Text section:
My husband and I just returned from a wonderful (albeit, cold) winter getaway in New York City. We heard a glorious Carmen at The Met and saw Network and Come from Away on Broadway. I have a special affinity for Manhattan because nine years ago, a brilliant surgeon there rebuilt my back and gave me a new life. Ever since, small-town dweller that I am, I occasionally need to ride the subways and walk on streets surrounded by tall buildings and by people who don’t look or sound like me, dine in interesting restaurants and feel part of a bigger world than the one I live in most of the time. Aside from being a Yankees fan, (which would not be welcomed in our house), I love New York.
This was an entertainment-driven visit and I didn’t expect to be so moved by things that we saw and did. We visited the Tenement Museum on the Lower East Side which is a collection of buildings once inhabited by immigrants who came to this country in the 1800’s. This is not a “famous place” museum but one that immerses visitors in the culture of the times, that opens a window into the lives of our intrepid forbears who did the jobs no one else wanted to do. Who were subjected to hardship and discrimination because of what they looked like or how they spoke or how they worshipped.
The individually guided tours here are slow-paced and invite conversation and thought. A gentleman on the tour with us who was a civic leader in Louisville, Kentucky shared that he had just received a text that a Hindu temple there had been graffitied and defaced, but he was confident the people of his city would come together immediately to undo the damage. I couldn’t help but think that nearly two centuries later, sadly, we’re still at it.

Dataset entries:
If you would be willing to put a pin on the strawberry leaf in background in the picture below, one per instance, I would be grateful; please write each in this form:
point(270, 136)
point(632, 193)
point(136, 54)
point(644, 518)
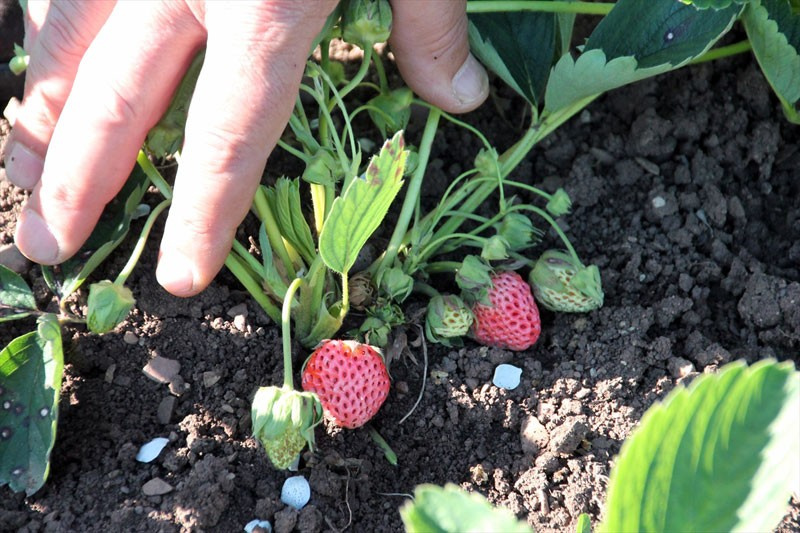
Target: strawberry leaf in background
point(636, 40)
point(356, 214)
point(774, 31)
point(518, 47)
point(722, 455)
point(16, 297)
point(109, 232)
point(31, 368)
point(450, 509)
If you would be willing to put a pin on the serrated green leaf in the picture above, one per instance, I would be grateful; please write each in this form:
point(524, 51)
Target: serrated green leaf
point(722, 455)
point(636, 40)
point(774, 32)
point(16, 297)
point(450, 509)
point(286, 204)
point(713, 4)
point(109, 232)
point(517, 46)
point(356, 214)
point(31, 369)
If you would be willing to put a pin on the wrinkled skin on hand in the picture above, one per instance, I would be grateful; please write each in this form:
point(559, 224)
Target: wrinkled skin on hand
point(102, 73)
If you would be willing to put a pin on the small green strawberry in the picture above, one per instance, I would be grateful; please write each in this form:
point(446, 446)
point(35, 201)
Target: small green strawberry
point(562, 283)
point(448, 319)
point(350, 379)
point(284, 421)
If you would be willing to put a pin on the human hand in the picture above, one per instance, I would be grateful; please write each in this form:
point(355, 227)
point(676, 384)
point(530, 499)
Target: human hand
point(102, 74)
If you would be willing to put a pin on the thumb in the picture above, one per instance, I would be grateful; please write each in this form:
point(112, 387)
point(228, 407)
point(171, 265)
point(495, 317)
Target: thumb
point(431, 48)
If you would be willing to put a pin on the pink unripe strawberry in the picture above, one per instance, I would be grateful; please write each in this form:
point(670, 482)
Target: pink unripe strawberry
point(350, 379)
point(510, 319)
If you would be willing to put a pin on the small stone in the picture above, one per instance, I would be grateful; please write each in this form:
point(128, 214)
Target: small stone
point(211, 378)
point(12, 258)
point(679, 367)
point(533, 436)
point(161, 369)
point(165, 409)
point(156, 487)
point(567, 437)
point(110, 373)
point(238, 310)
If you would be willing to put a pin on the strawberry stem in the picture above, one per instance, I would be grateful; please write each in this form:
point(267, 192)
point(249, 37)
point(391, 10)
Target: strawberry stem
point(286, 333)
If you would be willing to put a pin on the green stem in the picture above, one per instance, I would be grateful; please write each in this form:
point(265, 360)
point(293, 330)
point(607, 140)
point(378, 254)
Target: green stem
point(723, 51)
point(137, 250)
point(155, 176)
point(412, 195)
point(239, 269)
point(262, 209)
point(583, 8)
point(286, 333)
point(360, 74)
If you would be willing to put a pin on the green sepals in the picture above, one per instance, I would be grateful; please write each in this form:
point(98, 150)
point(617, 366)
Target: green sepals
point(283, 420)
point(562, 283)
point(396, 284)
point(109, 304)
point(450, 509)
point(366, 22)
point(447, 320)
point(518, 231)
point(323, 168)
point(486, 162)
point(381, 319)
point(391, 111)
point(495, 248)
point(474, 277)
point(559, 203)
point(19, 63)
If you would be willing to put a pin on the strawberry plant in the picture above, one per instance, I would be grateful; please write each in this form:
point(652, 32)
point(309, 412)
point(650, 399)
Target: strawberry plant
point(313, 226)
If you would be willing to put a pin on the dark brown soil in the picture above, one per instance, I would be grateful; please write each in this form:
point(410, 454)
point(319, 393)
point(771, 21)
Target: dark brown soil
point(686, 191)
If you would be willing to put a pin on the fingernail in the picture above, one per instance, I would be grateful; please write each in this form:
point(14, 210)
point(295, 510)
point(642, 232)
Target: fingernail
point(175, 274)
point(23, 166)
point(34, 238)
point(470, 83)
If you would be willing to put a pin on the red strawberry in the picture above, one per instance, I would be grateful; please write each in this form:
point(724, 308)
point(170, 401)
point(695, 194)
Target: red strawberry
point(350, 379)
point(511, 320)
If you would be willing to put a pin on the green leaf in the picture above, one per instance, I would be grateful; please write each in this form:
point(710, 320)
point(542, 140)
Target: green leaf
point(517, 46)
point(109, 232)
point(285, 203)
point(722, 455)
point(31, 368)
point(356, 214)
point(634, 41)
point(774, 32)
point(16, 297)
point(451, 509)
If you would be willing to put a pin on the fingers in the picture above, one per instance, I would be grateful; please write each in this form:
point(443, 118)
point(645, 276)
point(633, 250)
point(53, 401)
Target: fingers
point(122, 87)
point(431, 47)
point(243, 99)
point(57, 35)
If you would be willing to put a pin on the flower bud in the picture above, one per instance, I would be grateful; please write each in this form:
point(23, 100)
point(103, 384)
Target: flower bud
point(283, 420)
point(447, 320)
point(559, 203)
point(109, 304)
point(562, 283)
point(366, 22)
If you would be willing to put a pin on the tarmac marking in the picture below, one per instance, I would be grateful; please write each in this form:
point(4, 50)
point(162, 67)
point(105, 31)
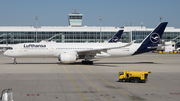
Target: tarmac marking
point(111, 84)
point(73, 82)
point(32, 94)
point(93, 85)
point(174, 93)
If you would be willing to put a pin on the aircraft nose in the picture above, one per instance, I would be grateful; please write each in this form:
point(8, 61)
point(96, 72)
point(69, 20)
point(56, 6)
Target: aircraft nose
point(6, 53)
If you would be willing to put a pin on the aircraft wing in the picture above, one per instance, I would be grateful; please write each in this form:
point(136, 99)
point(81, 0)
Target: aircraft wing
point(99, 50)
point(159, 47)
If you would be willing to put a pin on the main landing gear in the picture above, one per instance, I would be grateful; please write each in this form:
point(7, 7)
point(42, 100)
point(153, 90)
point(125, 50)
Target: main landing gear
point(87, 62)
point(14, 61)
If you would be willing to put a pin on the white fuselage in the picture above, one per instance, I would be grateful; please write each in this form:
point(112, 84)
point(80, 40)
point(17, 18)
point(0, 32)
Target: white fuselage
point(53, 50)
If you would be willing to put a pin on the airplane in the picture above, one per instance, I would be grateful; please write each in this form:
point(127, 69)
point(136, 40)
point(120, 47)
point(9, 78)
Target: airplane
point(71, 52)
point(116, 37)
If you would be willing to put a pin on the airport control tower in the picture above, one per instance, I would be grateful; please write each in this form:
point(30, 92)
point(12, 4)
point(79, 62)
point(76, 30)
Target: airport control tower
point(75, 19)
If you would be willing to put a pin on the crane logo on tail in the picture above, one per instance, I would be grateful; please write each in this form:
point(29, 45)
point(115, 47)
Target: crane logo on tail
point(154, 37)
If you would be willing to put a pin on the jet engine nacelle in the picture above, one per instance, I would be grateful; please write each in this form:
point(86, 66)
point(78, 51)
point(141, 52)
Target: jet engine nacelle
point(68, 57)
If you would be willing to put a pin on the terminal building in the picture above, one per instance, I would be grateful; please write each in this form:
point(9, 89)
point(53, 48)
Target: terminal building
point(77, 33)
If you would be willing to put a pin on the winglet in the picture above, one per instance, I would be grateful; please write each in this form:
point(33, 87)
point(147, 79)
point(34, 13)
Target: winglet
point(153, 39)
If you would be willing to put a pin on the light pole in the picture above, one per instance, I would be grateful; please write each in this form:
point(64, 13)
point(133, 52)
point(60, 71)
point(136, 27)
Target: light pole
point(100, 28)
point(36, 28)
point(160, 18)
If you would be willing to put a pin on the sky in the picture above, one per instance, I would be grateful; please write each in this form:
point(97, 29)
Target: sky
point(115, 13)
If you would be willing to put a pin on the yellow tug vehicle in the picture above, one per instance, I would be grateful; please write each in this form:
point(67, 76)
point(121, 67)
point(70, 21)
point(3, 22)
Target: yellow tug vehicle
point(133, 76)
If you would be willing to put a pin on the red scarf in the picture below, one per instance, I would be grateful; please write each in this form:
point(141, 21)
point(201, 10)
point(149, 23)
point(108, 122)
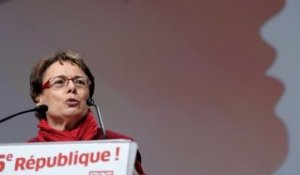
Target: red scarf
point(86, 130)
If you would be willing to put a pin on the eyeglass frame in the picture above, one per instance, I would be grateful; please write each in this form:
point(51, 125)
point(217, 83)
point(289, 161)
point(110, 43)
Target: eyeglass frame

Exercise directions:
Please edit the New York travel account by writing it out again, starting at the words that have "The individually guided" and stopping after "still at it.". Replace "civic leader" with "community organizer".

Task answer:
The individually guided tours here are slow-paced and invite conversation and thought. A gentleman on the tour with us who was a community organizer in Louisville, Kentucky shared that he had just received a text that a Hindu temple there had been graffitied and defaced, but he was confident the people of his city would come together immediately to undo the damage. I couldn’t help but think that nearly two centuries later, sadly, we’re still at it.